Exercises:
1. In the text on the 64th Air Refueling Squadron, what aircraft is the squadron equipped with?
2. Pick up the text on the 64th Air Refueling Squadron after its last sentence and continue it.

The 64th Air Refueling Squadron is a United States Air Force air-refueling squadron assigned to the 22d Operations Group at McConnell Air Force Base, Kansas. As part of the Air Force's Total Force Initiative, the 64th is stationed at Pease Air National Guard Base, New Hampshire, where it is operationally controlled by the 157th Air Refueling Wing of the New Hampshire Air National Guard. The 64th is equipped with the KC-46 Pegasus.

The 64th was first constituted during World War II, providing transportation and evacuation in the Pacific Theater. From 1953 through 1997, the 64th provided airlift services, including during the Vietnam War. Repurposed as a refueling squadron in 2002, the 64th was active in the Air Force Reserve from 2003 until 2007, and then reactivated in October 2009.

==Mission==
The squadron is part of the Total Force Initiative:
The aim of the Total Force Integration effort is to integrate regular U.S. Air Force airlift and tanker flying units with existing Air National Guard and U.S. Air Force Reserve wings, with the intention of sharing operations and maintenance functions, increasing active duty access to aircraft to meet steady state operational requirements, and taking advantage of the opportunity to season Air Force personnel with the operational experience located in Air Reserve Components.

Record extracts:
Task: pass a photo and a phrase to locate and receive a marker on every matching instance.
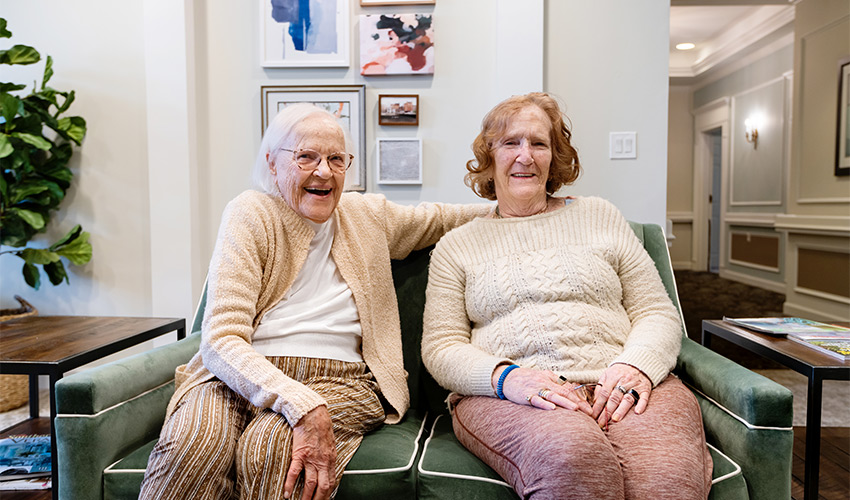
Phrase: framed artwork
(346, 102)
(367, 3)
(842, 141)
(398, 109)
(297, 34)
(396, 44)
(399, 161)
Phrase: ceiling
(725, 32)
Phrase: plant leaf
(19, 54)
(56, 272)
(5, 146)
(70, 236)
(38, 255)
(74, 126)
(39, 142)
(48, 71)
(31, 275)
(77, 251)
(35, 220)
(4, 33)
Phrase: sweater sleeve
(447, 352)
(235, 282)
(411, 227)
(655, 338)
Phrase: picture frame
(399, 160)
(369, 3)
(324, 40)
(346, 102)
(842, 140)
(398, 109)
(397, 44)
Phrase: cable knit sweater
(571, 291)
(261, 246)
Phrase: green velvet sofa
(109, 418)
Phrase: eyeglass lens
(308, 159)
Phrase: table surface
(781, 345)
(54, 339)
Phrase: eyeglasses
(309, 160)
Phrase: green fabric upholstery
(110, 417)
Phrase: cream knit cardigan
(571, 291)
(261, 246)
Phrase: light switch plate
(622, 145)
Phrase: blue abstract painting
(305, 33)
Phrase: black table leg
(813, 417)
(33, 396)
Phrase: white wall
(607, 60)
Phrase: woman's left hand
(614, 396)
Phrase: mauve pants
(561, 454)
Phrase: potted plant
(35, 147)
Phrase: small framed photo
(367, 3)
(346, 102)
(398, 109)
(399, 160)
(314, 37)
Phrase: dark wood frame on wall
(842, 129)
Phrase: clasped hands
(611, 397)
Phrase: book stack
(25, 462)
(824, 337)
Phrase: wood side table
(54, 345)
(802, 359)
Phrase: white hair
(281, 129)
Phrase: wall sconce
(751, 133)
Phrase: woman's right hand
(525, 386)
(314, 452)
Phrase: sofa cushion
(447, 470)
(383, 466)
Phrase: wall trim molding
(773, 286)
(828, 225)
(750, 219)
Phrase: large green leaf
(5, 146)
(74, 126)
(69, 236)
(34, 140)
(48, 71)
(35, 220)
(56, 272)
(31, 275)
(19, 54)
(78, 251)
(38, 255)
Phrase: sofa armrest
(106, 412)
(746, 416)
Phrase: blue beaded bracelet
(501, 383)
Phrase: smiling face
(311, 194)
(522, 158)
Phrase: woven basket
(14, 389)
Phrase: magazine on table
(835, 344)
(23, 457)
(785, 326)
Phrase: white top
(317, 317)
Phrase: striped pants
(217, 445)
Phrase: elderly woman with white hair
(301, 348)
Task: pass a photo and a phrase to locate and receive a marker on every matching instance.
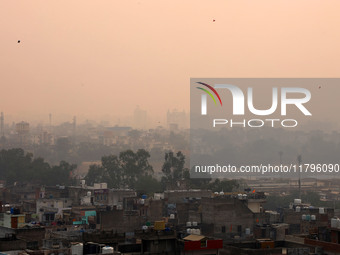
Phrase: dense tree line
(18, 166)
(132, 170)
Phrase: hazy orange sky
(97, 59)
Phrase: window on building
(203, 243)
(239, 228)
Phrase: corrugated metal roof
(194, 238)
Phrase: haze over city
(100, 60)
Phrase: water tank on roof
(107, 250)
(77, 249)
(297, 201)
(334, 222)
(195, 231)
--
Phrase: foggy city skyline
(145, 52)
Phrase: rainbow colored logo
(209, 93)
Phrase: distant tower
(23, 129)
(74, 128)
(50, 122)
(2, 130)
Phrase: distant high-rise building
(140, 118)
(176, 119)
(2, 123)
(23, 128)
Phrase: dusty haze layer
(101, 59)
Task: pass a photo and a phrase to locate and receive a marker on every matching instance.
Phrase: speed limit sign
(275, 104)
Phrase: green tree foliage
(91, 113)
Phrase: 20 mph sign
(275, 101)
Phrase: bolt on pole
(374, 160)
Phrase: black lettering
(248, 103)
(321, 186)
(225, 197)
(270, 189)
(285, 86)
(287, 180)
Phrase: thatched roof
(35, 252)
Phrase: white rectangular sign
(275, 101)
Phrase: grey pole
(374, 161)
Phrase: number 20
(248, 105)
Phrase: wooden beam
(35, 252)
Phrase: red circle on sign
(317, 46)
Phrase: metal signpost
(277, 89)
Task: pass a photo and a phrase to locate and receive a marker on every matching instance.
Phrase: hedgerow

List of answers:
1. The KC-46 Pegasus.

2.
==History==

===World War II===
The 64th flew aerial transportation and evacuation in the South and Southwest Pacific from 7 August 1943 until c. 14 August 1945. The squadron received a Navy Unit Commendation for its service at part of the South Pacific Combat Air Transport Command (SCAT) from August 1943 to July 1944.

===Reserves and Korean mobilisation===
The 64th flew aerial transportation and evacuation between Japan and Korea from 19 May through 31 December 1952.

===Reserve airlift operations===
In 1957, the squadron moved on paper from Portland International Airport to Niagara Falls Municipal Airport, where is assumed the mission, personnel, and equipment of the 700th Troop Carrier Squadron. The squadron trained and provided airlift services from, January 1953 to March 1997, including airlift to Vietnam during the late 1960s and to Southwest Asia in 1990–1991. It participated in various training exercises and airlift missions worldwide until inactivation on 31 March 1997.

===Reserve air refueling operations===
Redesignated as the 64th Air Refueling Squadron on 22 November 2002, the 64th was active in the Air Force Reserve from 1 April 2003 until 23 June 2007. During this time, it was part of the 939th Operations Group based at Portland Air Reserve Station in Oregon.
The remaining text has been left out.